● **GIVEN TASK**
Filter the items below, copying out every line that contains the word "face". Case counts, so skip lines where it appears with different capitalization.

[Rows from a dataset of pointing items]
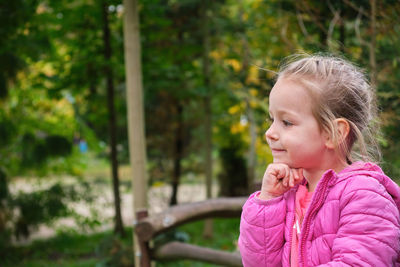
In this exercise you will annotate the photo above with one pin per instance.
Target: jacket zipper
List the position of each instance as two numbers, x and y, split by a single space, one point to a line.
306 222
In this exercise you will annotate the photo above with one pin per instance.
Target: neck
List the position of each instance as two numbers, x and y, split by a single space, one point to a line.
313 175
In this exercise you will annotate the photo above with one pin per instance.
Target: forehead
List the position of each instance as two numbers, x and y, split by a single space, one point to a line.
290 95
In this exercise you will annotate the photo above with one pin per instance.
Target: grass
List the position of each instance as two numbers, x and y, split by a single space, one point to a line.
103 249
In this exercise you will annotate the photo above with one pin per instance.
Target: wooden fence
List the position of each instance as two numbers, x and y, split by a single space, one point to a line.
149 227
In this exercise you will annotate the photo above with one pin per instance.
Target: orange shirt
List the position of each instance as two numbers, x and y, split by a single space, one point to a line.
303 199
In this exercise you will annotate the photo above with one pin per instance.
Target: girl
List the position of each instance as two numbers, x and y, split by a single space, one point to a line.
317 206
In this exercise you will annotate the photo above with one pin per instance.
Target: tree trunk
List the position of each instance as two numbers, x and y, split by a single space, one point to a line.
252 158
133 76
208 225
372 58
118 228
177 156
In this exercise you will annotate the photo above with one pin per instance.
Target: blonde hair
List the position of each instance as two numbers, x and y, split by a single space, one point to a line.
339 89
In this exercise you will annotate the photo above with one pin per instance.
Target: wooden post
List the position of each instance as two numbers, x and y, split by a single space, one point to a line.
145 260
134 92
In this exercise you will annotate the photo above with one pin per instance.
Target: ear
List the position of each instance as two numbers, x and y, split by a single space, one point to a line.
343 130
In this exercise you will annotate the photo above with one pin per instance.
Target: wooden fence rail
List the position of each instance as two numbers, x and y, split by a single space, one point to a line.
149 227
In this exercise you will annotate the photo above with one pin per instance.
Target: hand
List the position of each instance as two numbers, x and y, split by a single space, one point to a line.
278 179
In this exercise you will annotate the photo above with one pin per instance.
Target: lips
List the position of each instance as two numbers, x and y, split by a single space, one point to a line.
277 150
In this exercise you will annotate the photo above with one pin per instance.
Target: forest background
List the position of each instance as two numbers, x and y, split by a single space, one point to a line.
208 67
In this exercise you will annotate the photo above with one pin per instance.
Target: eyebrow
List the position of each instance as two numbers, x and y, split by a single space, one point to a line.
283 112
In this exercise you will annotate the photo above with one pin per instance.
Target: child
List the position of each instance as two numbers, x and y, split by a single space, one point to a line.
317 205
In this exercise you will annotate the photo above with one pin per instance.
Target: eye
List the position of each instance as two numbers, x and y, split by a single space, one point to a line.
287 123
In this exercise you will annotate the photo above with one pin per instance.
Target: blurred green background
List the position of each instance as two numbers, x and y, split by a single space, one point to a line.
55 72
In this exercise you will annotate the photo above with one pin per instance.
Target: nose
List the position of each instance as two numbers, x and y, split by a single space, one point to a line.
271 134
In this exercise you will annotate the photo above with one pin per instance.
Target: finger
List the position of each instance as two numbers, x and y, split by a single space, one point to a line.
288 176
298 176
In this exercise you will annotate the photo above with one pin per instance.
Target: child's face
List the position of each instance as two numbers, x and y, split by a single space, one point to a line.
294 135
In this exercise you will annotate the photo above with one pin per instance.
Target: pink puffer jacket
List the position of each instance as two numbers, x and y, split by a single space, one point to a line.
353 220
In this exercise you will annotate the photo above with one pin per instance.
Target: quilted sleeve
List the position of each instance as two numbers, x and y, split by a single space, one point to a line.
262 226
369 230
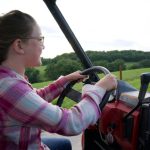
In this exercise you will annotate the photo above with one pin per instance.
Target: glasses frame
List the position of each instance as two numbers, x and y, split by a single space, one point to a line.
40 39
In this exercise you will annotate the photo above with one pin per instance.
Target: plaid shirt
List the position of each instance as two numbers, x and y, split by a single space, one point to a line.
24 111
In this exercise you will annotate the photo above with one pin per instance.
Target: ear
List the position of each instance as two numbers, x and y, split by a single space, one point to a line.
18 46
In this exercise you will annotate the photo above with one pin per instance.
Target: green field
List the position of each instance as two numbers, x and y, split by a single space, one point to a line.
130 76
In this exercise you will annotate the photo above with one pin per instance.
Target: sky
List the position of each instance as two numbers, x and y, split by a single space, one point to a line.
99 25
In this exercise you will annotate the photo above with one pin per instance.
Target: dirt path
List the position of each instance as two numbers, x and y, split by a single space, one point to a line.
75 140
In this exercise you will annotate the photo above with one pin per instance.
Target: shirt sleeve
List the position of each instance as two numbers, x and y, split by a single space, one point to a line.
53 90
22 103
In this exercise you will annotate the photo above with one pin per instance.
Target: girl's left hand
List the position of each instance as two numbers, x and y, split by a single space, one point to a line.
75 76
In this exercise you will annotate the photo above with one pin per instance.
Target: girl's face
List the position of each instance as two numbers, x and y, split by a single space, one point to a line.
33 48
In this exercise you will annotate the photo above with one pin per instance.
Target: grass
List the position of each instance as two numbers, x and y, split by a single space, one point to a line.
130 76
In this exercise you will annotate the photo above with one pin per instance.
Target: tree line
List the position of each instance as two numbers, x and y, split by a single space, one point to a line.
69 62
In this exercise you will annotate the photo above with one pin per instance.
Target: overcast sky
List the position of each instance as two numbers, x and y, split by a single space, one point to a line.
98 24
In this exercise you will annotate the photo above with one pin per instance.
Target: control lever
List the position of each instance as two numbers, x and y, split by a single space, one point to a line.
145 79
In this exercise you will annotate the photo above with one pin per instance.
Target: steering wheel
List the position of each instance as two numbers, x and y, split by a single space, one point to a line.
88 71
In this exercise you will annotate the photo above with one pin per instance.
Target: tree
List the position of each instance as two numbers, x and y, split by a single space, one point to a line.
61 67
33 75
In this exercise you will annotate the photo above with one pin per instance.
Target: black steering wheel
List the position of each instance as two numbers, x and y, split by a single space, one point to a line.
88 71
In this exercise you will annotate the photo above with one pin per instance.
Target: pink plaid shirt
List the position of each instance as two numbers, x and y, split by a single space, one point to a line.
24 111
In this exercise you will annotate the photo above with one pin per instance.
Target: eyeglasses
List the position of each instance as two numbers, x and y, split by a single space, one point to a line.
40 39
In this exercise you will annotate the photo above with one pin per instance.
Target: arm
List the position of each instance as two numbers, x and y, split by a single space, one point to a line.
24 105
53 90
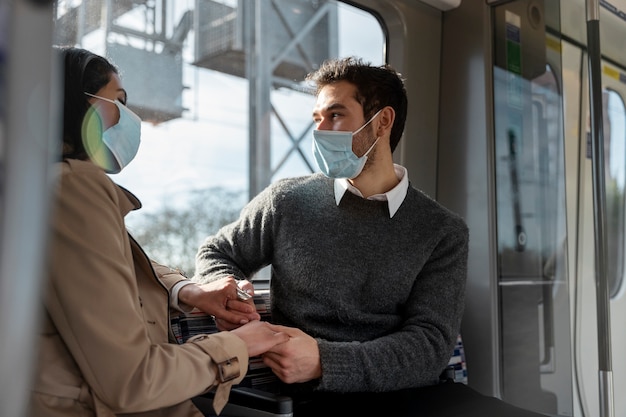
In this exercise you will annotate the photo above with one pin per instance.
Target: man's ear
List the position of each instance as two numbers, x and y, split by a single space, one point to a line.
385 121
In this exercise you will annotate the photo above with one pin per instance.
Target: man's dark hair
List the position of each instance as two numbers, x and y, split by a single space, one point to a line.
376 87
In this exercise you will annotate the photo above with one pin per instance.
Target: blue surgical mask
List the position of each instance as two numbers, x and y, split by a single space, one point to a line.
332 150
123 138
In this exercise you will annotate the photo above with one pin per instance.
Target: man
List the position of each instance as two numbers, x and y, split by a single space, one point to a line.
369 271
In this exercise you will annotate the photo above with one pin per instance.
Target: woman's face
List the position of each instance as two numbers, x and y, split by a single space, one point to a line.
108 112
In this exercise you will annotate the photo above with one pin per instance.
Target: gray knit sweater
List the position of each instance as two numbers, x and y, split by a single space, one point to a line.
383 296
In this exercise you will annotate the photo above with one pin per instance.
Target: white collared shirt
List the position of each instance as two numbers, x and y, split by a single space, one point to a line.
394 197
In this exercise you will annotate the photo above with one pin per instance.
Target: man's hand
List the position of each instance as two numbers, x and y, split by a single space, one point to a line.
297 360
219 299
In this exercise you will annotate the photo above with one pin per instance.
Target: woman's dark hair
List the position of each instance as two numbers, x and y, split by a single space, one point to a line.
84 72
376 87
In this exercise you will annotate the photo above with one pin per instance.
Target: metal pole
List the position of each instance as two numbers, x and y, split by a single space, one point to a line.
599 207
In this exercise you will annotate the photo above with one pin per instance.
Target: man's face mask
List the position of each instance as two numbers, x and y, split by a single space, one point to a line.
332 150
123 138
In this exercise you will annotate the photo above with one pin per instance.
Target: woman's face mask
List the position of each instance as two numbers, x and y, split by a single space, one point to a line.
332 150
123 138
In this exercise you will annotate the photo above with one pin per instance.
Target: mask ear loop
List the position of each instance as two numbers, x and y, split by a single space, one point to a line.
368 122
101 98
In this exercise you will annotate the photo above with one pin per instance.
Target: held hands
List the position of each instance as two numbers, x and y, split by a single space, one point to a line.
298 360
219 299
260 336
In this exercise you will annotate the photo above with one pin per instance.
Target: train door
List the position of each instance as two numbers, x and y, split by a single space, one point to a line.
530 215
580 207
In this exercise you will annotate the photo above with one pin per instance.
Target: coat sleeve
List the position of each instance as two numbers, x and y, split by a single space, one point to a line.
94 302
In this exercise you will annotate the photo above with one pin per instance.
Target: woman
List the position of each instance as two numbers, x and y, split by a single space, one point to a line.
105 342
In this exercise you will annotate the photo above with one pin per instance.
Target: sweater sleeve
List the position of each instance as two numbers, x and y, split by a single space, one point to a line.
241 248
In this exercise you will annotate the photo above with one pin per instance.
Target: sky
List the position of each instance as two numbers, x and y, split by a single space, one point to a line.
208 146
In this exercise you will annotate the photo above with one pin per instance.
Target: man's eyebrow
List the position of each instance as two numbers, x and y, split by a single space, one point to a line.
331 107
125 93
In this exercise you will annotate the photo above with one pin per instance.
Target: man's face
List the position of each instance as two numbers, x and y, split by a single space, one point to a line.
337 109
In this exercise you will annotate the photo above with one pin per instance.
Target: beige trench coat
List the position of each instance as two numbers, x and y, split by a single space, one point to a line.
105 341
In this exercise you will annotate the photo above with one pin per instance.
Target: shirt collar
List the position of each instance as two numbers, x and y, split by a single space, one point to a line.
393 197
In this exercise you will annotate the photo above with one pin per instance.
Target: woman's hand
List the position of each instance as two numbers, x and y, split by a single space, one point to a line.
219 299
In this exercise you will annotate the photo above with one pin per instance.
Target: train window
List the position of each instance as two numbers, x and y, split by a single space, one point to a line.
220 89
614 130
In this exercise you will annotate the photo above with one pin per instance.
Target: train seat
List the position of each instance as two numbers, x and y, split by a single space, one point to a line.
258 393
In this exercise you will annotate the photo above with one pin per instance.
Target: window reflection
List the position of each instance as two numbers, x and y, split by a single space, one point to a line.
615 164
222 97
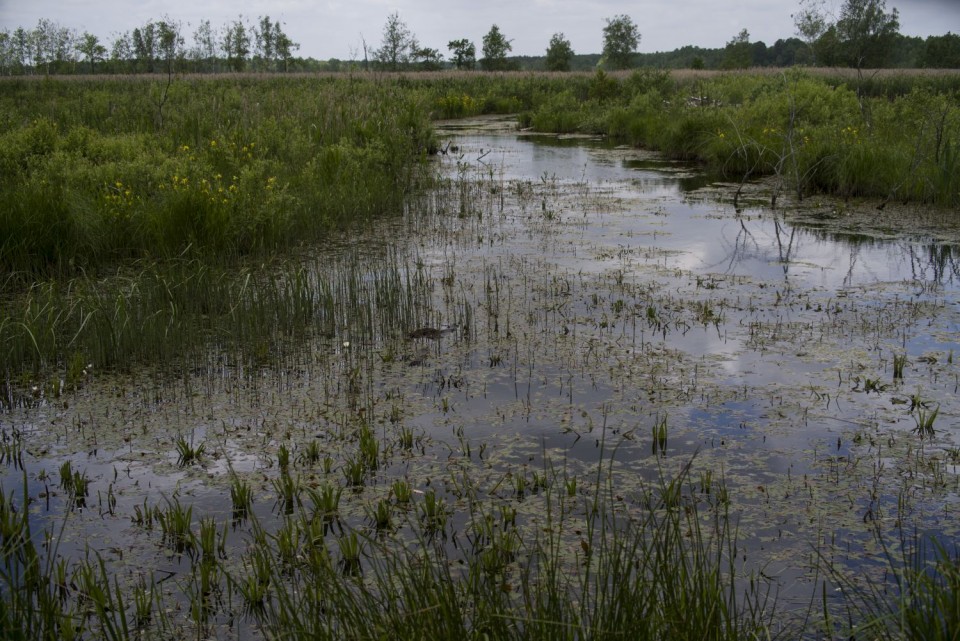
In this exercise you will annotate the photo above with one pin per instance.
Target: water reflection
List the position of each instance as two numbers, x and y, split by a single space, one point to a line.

● **FULL OUTPUT**
Target: child's face
Target: girl's face
Target: woman's face
Target: man's face mask
Target: woman's face mask
Target: man's face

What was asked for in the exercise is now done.